**JOB**
Please render the rows below as a two-column CSV with the header input,output, one CSV line per row: its text under input and its answer under output. Wrap each field in quotes and turn line breaks into spaces.
# start of MATERIAL SUPPLIED
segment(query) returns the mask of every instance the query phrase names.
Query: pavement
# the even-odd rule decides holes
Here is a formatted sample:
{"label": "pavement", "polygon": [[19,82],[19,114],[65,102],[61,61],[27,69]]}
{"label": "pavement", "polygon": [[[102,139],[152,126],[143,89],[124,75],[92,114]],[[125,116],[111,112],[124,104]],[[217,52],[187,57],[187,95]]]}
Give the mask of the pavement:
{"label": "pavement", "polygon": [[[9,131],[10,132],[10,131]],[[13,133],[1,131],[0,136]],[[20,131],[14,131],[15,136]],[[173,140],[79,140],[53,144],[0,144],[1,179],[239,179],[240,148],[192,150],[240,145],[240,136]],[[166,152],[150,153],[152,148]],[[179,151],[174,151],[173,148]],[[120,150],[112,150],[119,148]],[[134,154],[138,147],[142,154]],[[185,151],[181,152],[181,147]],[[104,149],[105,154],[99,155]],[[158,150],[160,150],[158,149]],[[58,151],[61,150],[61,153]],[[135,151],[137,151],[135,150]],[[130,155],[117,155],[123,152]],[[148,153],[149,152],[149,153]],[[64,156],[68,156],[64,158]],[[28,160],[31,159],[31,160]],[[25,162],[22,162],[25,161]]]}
# end of MATERIAL SUPPLIED
**SOLUTION TO THIS TASK**
input,output
"segment(query) returns the mask of every instance the query phrase names. Query: pavement # the even-odd rule decides holes Here is a formatted sample: {""label"": ""pavement"", ""polygon"": [[19,82],[19,114],[65,102],[61,61],[27,69]]} {""label"": ""pavement"", ""polygon"": [[[102,139],[152,126],[143,89],[124,75],[92,114]],[[125,116],[111,112],[124,104]],[[217,52],[187,57],[187,95]]]} Give the mask of the pavement:","{""label"": ""pavement"", ""polygon"": [[[9,131],[10,132],[10,131]],[[13,133],[1,131],[0,136]],[[20,131],[14,131],[15,136]],[[173,140],[79,140],[53,144],[0,144],[1,179],[239,179],[240,148],[192,150],[240,145],[240,136]],[[166,152],[150,153],[152,148]],[[179,151],[174,151],[173,148]],[[120,150],[112,150],[119,148]],[[134,154],[138,147],[142,154]],[[185,151],[181,152],[181,147]],[[104,149],[105,154],[99,155]],[[158,150],[160,150],[158,149]],[[58,151],[61,150],[61,153]],[[135,151],[137,151],[135,150]],[[130,155],[117,155],[123,152]],[[148,153],[149,152],[149,153]],[[64,156],[68,156],[64,158]],[[28,160],[31,159],[31,160]],[[25,162],[22,162],[25,161]]]}"